Try it
In the records below, find every line with the word "pants" and copy it.

(Beginning of Data)

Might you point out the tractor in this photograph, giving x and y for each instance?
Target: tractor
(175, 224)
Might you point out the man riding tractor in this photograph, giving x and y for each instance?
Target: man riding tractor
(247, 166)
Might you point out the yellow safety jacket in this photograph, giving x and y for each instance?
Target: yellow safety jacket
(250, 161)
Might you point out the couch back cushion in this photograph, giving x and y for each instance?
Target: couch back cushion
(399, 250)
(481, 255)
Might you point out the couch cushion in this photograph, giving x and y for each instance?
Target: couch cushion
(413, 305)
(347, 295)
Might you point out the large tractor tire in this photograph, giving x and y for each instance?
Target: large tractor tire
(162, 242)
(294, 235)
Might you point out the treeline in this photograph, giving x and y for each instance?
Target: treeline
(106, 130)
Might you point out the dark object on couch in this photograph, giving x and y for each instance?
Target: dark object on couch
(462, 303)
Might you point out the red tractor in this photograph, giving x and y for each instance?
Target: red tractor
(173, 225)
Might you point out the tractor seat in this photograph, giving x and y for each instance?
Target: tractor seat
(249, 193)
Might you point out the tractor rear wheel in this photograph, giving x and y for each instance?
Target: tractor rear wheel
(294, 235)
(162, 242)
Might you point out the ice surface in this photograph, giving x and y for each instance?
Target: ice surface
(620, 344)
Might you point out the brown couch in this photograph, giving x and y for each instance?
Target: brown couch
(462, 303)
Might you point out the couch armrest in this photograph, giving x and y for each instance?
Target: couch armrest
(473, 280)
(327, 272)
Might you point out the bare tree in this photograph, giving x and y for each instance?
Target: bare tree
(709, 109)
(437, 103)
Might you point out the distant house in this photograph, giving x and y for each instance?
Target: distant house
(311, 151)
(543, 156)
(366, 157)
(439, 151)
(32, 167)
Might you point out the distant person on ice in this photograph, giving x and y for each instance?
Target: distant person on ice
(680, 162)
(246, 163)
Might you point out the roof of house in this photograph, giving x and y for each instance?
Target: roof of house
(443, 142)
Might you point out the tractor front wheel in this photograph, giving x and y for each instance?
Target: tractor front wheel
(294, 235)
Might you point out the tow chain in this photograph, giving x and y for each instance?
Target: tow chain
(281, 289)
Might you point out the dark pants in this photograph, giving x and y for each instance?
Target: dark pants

(End of Data)

Task output
Might you point out the dark pants in this photograph, giving x and y for each instance?
Target: dark pants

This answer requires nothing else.